● Selected excerpt
*** Begin section ***
Rishi Sunak and Liz Truss Will Compete to Replace Boris Johnson


LONDON — Britain’s Conservative Party narrowed the field for its next leader on Wednesday, advancing two candidates to replace Prime Minister Boris Johnson after a scandal-scarred tenure that ended with his government in disarray and the country adrift at a time of deepening economic crisis.

Rishi Sunak, a former chancellor of the Exchequer, and Liz Truss, the current foreign secretary, emerged as the two finalists after five rounds of voting by Conservative lawmakers whittled the original field of 11 candidates. The two will now compete to succeed Prime Minister Boris Johnson in a vote of the party’s rank-and-file membership, with the results announced in early September.

Ms. Truss edged out Penny Mordaunt, a little-known middle-ranking minister who mounted an unexpectedly vigorous campaign, promoting herself as a breath of fresh air after three turbulent years under Mr. Johnson. Ms. Mordaunt was eliminated after winning 105 votes, while Ms. Truss had 113 and Mr. Sunak 137.

The contest captures both the party’s diversity and its raw divisions. Mr. Sunak, a 42-year-old of South Asian ancestry, would become the first person of color to occupy 10 Downing Street if he wins. He voted in favor of Britain’s exit from the European Union in the 2016 referendum. Ms. Truss, a 46-year-old who began her political career as a Liberal Democrat, voted to remain in the union but has since became a zealous Brexit convert.
*** End section ***
● Provided material
*** Begin section ***
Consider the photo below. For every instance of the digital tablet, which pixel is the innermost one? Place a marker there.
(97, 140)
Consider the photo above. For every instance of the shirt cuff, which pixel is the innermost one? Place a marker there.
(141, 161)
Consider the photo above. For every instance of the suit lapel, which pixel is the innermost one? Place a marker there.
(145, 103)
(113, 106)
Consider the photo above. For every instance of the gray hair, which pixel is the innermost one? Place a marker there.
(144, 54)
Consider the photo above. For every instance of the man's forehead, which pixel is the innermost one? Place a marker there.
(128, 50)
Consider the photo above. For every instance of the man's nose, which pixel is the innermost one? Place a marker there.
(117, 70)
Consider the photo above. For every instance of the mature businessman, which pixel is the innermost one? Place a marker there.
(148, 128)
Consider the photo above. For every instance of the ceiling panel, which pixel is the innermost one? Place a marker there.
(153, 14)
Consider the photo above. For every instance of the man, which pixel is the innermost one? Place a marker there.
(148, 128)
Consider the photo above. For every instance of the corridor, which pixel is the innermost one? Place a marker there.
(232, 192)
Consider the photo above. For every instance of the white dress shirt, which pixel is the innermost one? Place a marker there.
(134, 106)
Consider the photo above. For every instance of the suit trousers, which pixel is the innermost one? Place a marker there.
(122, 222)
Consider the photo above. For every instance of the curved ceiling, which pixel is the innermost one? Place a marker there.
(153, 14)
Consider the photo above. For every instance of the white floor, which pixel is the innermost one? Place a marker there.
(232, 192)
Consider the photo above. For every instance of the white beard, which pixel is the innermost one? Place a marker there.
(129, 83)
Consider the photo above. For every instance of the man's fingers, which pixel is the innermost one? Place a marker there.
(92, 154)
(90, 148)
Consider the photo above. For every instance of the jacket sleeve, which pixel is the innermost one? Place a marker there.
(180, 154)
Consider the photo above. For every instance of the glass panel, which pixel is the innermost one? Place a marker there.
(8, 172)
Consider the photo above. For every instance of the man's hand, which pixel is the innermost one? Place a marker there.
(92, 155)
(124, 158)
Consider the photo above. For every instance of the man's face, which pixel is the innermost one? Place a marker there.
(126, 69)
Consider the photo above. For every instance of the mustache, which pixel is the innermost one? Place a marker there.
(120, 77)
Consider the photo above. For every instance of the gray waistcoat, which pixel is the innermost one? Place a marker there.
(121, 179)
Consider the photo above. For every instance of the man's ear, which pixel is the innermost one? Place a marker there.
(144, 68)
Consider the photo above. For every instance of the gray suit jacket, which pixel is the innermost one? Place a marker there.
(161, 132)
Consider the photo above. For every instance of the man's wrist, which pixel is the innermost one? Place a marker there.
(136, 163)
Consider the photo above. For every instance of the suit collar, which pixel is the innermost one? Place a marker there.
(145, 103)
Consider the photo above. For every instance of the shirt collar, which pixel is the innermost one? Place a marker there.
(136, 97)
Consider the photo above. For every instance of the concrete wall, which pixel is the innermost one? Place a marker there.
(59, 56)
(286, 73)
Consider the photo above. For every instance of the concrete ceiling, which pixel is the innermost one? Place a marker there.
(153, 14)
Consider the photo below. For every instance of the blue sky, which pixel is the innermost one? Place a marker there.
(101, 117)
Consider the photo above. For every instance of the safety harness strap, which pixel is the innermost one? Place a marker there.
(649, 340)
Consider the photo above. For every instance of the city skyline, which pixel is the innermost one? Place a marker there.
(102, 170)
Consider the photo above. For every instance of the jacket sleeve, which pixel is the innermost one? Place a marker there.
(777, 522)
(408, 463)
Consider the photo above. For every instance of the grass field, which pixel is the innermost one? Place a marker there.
*** End section ***
● Brief 1
In the news report on the Conservative leadership race, how many votes did Penny Mordaunt win before she was eliminated?
● Brief 2
For each statement, say whether it agrees with the news report on the Conservative leadership race, and quote the words that settle it: (a) The original field of candidates numbered 11. (b) Liz Truss voted to leave the European Union in the 2016 referendum. (c) Rishi Sunak is 46 years old.
● Brief 3
Write the next part of the news report on the Conservative leadership race, starting after its last sentence.
The rows above have nothing to do with what you're asked here.

● Answer section 1
She won 105 votes.

● Answer section 2
(a) Yes: "whittled the original field of 11 candidates"
(b) No: "voted to remain in the union"
(c) No: "Mr. Sunak, a 42-year-old of South Asian ancestry"

● Answer section 3
Mr. Johnson, for his part, made a jaunty, self-congratulatory last appearance at Prime Minister Questions in Parliament, taking credit for winning the largest Conservative majority since Margaret Thatcher in 1987, for getting Brexit done, and for steadfastly supporting Ukraine in its war with Russia.

“Hasta la vista, baby!” he said to lawmakers, borrowing a familiar sign-off from Arnold Schwarzenegger, who also famously said, “I’ll be back.”

How successfully Mr. Sunak and Mr. Truss escape Mr. Johnson’s shadow may determine their success in the next six weeks of campaigning. That may pose a bigger challenge to Ms. Truss, who sat alongside Mr. Johnson in the House of Commons on Wednesday and has stayed in his cabinet when several others quit.

Mr. Sunak will likely present himself as a responsible steward of the nation’s finances during a period of extreme stress, with surging inflation and the specter of recession. His victory caps a remarkable comeback from a few months ago, when he came under sharp criticism for the disclosure that his wife, Akshata Murty, the daughter of an Indian billionaire, did not pay taxes on all her income in Britain.

Ms. Truss will be viewed as the candidate of hard-line Brexiteers, pursuing aggressive negotiations with the European Union over trade in Northern Ireland. She will also likely play up her hard-power credentials as foreign secretary during the war in Ukraine.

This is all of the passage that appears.